# WORK TO BE COMPLETED
According to the video encoding code below, which two encoders can the xEncoder parameter take?

Start of SOURCE EXCERPT

/// <summary>
/// Generate single encoded video stream based on JOB and OUTPUT DEFINITION
/// </summary>
/// <param name="v">Defines the video stream being generated</param>
/// <param name="j">The overall job for this encode run</param>
/// <param name="xEncoder">libx264 or libx265</param>
public void EncodeX(VideoOutputDefinition v, VideoEncodeJob j, string xEncoder)
{
MediaProperties ma = j.InputMedia[0];
MediaStream vs = ma.Streams[ma.FirstVideoIndex];
//implicitly set frame rate.
//To do: this needs to be rationals, not floats
var rateString = vs.VideoFrameRate > 0 ? $"-r {((j.MatchRate != 0) ? j.MatchRate : vs.VideoFrameRate)}" : String.Empty;
//Select proper prefix based on input media.

End of SOURCE EXCERPT
Start of RECORDED INFORMATION

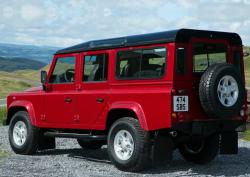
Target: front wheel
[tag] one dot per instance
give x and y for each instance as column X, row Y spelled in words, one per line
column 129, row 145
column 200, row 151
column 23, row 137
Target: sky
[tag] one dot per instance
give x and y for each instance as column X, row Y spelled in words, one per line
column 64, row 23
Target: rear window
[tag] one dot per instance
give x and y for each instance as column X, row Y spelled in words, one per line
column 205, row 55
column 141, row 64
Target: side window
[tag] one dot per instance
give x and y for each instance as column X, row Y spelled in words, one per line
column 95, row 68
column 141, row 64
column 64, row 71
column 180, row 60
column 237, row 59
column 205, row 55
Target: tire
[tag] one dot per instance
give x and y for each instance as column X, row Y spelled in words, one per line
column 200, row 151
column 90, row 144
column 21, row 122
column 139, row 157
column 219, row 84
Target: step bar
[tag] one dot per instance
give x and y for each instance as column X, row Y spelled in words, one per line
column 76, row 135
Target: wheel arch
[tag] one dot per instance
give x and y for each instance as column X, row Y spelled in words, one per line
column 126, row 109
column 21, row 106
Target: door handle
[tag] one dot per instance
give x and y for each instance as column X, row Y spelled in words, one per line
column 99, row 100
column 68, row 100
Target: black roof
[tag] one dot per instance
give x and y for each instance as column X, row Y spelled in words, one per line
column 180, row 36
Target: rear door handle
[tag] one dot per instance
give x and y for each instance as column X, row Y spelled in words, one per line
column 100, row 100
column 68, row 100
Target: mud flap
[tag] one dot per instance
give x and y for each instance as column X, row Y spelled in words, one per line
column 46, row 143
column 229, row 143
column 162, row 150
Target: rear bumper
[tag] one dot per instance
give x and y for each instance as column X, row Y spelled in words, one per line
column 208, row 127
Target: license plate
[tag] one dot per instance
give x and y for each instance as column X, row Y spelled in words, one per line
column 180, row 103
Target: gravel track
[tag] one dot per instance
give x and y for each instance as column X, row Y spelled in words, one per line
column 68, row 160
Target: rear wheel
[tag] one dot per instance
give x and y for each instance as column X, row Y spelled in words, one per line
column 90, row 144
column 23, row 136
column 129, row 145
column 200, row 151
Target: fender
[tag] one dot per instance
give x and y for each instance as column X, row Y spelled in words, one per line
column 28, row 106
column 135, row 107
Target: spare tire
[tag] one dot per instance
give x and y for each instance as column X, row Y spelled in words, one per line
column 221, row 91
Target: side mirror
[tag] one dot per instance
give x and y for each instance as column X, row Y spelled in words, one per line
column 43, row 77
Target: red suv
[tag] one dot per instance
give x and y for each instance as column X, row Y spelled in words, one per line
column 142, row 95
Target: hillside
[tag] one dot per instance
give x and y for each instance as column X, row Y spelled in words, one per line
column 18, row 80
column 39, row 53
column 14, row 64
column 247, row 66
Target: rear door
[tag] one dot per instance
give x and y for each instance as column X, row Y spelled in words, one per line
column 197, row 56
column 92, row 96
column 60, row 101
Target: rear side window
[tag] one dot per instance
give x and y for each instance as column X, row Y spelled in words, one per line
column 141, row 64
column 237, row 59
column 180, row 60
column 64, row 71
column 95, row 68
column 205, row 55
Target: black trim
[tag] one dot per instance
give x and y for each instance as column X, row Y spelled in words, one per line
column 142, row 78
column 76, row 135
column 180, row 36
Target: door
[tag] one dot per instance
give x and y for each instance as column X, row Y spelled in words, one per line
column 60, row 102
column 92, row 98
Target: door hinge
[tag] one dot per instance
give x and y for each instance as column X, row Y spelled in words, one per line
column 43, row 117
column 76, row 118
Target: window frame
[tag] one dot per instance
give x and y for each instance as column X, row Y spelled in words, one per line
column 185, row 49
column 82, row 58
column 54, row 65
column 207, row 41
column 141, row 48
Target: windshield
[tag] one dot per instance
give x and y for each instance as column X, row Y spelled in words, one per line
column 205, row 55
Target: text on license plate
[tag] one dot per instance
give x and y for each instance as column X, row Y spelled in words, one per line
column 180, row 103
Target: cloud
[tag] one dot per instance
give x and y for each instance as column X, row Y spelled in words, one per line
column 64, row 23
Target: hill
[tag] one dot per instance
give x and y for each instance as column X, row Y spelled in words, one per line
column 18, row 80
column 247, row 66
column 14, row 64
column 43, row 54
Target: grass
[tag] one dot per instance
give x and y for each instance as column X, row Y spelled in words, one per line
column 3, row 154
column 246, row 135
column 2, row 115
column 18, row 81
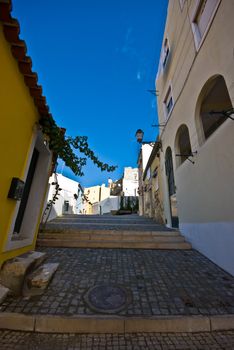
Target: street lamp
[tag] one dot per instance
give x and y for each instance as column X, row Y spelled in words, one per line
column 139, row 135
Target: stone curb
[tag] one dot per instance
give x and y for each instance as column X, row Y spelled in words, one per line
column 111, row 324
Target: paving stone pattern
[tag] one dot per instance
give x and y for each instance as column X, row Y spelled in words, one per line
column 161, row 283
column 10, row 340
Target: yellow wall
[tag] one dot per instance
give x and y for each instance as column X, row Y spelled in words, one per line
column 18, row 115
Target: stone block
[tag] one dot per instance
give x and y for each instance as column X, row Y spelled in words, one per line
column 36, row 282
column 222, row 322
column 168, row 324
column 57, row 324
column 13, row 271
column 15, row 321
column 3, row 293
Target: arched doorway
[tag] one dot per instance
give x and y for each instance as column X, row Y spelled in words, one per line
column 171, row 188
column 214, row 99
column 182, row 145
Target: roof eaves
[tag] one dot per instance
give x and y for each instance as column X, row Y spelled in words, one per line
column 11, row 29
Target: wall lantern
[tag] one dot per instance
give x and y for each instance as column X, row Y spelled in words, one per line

End of RECORDED INFORMATION

# RESULT OF THIS EXERCISE
libx264 or libx265